## [DIRECTIVE]
Count the lines in the listing below that contain the string "dark". Reply with the number alone.

## [SOURCE DATA]
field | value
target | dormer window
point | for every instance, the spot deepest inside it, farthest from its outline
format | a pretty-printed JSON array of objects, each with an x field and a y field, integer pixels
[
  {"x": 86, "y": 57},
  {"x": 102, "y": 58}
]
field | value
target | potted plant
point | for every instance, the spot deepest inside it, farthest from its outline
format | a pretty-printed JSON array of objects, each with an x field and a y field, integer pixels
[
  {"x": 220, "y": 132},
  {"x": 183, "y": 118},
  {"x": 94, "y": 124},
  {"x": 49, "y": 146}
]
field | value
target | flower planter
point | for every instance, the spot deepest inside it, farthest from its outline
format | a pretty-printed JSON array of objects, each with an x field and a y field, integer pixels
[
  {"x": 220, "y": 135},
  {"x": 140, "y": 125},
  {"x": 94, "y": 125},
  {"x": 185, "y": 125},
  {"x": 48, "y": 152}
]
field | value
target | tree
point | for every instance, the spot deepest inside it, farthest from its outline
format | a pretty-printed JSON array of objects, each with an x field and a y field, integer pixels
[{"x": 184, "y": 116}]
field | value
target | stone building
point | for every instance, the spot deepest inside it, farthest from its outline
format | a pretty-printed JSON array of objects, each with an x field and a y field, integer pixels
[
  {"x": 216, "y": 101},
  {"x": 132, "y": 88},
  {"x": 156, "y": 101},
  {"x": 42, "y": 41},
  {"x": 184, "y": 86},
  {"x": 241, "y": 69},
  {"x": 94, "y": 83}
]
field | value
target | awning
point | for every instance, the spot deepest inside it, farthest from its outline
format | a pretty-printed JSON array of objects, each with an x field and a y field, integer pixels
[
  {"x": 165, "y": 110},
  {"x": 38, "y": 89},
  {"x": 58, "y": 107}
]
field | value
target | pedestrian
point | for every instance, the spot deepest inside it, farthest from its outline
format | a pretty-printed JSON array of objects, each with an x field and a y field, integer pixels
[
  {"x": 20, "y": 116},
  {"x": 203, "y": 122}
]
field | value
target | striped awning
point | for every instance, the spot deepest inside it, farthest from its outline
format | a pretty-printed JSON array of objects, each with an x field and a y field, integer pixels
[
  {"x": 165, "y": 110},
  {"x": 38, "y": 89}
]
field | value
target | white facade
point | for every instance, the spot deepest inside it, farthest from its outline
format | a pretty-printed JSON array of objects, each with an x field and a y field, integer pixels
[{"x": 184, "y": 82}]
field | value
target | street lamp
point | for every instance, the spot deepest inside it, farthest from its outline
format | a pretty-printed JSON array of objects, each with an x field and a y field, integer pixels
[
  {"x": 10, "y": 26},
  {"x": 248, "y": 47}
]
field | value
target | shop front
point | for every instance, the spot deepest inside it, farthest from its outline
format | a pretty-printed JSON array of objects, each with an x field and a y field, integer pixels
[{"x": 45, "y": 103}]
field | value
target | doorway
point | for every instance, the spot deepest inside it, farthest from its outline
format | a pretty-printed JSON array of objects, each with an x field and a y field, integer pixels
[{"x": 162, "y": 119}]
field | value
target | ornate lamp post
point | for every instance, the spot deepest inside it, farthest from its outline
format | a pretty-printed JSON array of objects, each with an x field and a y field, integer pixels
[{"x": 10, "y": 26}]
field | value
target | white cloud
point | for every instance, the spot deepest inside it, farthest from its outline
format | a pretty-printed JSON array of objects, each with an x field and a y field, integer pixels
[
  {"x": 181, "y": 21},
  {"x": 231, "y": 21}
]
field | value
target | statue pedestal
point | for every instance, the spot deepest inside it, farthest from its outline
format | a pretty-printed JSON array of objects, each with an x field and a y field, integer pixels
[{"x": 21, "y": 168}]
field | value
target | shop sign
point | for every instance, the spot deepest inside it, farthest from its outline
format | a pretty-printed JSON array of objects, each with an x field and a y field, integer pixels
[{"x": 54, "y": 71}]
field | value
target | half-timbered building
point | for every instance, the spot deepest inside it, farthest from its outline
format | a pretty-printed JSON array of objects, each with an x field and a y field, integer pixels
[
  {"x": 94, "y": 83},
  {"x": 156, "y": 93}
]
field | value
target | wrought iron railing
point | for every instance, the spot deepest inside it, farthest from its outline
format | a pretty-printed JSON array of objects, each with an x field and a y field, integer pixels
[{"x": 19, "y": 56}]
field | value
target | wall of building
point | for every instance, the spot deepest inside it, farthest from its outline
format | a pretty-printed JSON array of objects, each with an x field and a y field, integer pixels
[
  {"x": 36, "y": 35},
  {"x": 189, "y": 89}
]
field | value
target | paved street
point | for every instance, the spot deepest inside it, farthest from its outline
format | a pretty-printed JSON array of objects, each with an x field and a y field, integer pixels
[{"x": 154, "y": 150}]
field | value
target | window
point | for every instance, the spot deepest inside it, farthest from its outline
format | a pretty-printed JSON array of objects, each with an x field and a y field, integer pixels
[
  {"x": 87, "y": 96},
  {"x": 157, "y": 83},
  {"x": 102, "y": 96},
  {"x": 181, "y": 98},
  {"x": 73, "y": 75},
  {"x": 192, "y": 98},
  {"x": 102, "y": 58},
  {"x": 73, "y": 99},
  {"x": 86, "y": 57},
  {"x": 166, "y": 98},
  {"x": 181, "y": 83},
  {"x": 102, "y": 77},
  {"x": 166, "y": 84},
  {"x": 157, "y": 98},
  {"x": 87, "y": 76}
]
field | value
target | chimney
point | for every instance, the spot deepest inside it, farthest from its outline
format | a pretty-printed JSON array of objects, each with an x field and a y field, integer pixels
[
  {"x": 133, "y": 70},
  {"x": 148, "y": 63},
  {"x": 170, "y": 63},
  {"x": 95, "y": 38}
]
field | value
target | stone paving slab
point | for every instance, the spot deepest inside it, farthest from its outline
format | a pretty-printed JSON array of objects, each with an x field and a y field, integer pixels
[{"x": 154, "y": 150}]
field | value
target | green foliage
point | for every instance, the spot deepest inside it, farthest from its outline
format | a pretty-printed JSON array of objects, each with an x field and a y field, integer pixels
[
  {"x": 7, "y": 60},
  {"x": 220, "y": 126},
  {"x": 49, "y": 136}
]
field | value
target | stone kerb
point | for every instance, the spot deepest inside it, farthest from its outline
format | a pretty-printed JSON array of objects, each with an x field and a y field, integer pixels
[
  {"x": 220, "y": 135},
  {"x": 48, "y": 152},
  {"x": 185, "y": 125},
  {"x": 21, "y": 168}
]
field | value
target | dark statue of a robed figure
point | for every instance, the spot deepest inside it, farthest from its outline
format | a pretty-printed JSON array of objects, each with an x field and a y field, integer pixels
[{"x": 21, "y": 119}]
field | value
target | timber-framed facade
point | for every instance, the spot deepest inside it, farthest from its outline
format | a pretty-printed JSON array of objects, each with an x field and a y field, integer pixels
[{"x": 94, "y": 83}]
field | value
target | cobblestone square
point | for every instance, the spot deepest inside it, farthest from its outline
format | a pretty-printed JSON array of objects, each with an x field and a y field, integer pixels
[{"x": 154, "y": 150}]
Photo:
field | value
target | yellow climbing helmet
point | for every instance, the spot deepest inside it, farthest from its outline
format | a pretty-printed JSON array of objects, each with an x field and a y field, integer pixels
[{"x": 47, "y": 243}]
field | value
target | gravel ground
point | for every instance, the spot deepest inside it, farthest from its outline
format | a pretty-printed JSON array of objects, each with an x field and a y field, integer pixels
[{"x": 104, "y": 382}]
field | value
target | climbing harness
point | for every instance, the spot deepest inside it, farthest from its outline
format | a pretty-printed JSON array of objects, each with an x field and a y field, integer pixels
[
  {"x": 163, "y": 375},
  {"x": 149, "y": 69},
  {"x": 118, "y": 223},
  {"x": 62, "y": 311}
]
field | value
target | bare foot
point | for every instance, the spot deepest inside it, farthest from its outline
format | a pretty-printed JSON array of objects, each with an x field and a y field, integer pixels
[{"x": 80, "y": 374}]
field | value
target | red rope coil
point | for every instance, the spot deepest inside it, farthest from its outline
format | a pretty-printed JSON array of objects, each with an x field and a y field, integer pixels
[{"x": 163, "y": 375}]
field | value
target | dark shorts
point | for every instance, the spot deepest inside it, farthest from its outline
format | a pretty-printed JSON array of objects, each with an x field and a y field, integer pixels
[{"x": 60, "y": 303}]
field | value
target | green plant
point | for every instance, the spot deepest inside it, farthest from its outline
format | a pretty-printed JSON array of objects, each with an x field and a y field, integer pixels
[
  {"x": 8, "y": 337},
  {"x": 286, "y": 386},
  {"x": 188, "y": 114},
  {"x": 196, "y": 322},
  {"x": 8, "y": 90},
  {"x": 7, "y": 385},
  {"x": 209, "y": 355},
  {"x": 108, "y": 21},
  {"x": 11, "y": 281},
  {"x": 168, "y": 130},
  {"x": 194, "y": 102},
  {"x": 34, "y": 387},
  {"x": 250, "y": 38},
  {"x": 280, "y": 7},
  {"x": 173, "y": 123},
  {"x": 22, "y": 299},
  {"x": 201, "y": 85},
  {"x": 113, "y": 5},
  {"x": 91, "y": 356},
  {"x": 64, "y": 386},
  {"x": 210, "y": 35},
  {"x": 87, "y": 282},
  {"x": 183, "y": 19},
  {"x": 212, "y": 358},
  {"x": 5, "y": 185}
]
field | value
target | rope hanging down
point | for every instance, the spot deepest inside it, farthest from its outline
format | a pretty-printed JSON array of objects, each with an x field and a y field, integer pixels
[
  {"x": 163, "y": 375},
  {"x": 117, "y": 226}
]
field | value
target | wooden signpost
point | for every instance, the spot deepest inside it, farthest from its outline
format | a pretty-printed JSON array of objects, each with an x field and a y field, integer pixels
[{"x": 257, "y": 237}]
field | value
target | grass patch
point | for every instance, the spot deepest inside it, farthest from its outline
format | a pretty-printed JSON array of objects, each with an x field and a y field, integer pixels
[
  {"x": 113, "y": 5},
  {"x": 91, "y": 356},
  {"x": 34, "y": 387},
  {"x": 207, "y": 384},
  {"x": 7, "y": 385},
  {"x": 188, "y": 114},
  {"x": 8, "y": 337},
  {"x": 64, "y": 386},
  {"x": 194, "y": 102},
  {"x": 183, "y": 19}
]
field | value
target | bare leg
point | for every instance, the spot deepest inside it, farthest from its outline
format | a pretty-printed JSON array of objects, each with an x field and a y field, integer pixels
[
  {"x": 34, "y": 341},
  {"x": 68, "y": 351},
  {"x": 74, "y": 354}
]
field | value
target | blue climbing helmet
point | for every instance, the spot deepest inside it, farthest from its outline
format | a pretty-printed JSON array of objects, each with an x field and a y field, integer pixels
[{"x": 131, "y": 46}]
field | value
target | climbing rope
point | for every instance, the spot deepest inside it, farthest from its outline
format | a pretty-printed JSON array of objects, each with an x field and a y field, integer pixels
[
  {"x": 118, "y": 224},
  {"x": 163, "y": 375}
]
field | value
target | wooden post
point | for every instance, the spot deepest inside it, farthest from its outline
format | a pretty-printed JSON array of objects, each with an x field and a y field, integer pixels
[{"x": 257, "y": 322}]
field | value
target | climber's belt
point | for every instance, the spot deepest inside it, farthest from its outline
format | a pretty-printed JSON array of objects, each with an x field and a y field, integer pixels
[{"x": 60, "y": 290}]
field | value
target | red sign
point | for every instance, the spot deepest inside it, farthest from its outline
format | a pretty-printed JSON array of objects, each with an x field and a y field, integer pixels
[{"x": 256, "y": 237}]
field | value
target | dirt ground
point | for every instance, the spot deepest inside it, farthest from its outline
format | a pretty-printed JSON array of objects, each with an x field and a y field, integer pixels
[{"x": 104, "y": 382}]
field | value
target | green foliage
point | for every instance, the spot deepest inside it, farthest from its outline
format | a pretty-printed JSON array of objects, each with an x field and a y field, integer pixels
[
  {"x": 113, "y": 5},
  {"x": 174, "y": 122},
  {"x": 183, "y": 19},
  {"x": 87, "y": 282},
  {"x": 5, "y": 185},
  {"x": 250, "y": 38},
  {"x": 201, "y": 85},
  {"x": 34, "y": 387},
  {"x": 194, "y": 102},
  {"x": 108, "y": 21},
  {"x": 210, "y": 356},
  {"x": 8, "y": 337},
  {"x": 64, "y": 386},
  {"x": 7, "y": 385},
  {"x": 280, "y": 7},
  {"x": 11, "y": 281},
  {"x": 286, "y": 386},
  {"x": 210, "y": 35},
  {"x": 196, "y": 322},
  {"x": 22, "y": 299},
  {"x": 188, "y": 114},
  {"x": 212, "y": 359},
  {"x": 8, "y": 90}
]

## [THE REPLY]
2